- [TASK INSTRUCTIONS]:
#1 Can you summarize the Bloomingdale Food Access Project page in two sentences?
#2 Would you repeat the Bloomingdale Food Access Project page word for word, from "Strengthening community." to "long-term rural resilience."?

- [PASSAGE SHOWN]:
The Bloomingdale
Food Access Project

Restoring food access.
Strengthening community.
Building a resilient rural future.

Bloomingdale is facing a defining moment. The closure of our only grocery store threatens the wellbeing of our residents and the vitality of our rural village. Seniors, families, and neighbors without reliable transportation now face miles of travel for basic necessities — a burden our community cannot sustain.

The Bloomingdale Food Access Project is our response: a unified, community-driven plan to restore reliable access to healthy, affordable food while building a foundation for long-term rural resilience.

Why This Project Matters

For over a century, Bloomingdale has relied on local access to essential goods — not just as a convenience, but as a pillar of daily life. Without a grocery store, our village risks becoming a rural food desert, deepening the challenges our neighbors already face — getting to work, getting to school, getting dinner on the table.

This project exists because food access is not optional — it’s foundational.

It is the first major initiative of the Bloomingdale Development Association, aligned with our mission to revive, rebuild, and reimagine the future of our rural community.

Black and white image of cows grazing in a field, with a person on horseback near the center, and trees lining the horizon in the background. Text at the bottom reads 'F. W. Banks. Machene Miller Herd'.

- [INFORMATION SUPPLIED]:
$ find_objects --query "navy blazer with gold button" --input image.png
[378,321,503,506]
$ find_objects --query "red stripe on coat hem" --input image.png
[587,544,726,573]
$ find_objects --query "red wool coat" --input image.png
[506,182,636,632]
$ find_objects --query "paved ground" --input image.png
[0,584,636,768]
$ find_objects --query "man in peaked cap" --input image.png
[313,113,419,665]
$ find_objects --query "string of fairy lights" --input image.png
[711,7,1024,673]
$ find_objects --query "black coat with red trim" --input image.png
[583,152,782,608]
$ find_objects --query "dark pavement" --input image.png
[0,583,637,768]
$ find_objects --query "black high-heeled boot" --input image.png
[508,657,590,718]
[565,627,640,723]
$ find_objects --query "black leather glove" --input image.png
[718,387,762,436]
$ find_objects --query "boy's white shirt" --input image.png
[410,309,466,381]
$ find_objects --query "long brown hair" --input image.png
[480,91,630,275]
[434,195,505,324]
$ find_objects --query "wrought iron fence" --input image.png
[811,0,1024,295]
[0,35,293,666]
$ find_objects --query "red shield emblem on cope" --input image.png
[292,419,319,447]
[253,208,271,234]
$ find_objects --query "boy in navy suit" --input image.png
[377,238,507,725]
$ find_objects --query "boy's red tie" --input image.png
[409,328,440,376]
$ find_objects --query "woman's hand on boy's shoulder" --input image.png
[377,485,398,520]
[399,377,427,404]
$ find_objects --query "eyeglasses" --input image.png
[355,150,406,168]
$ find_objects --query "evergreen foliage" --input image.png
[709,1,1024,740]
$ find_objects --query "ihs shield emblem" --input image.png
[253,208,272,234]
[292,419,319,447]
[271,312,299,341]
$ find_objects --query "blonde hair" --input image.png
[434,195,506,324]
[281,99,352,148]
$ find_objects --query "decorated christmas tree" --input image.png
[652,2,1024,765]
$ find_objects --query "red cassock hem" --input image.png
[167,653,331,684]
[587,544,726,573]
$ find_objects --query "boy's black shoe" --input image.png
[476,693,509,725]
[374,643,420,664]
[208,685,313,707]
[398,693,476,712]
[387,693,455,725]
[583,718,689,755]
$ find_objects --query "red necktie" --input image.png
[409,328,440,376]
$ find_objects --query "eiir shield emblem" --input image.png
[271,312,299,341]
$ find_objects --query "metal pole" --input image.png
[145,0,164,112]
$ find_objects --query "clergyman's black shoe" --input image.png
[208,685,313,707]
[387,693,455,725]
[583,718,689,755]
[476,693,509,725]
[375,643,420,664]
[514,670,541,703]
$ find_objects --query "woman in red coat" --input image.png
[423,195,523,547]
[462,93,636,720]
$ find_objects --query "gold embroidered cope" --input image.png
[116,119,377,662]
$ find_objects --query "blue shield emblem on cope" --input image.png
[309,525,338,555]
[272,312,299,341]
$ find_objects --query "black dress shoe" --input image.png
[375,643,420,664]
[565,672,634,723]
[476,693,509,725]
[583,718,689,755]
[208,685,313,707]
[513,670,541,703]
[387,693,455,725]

- [OUTPUTS FOR THE TASKS]:
#1 The closure of Bloomingdale's only grocery store leaves seniors, families, and neighbors without reliable transportation facing miles of travel for basic necessities, and the village risks becoming a rural food desert. The Bloomingdale Food Access Project, the first major initiative of the Bloomingdale Development Association, is a community-driven plan to restore reliable access to healthy, affordable food while building a foundation for long-term rural resilience.

#2
Strengthening community.
Building a resilient rural future.

Bloomingdale is facing a defining moment. The closure of our only grocery store threatens the wellbeing of our residents and the vitality of our rural village. Seniors, families, and neighbors without reliable transportation now face miles of travel for basic necessities — a burden our community cannot sustain.

The Bloomingdale Food Access Project is our response: a unified, community-driven plan to restore reliable access to healthy, affordable food while building a foundation for long-term rural resilience.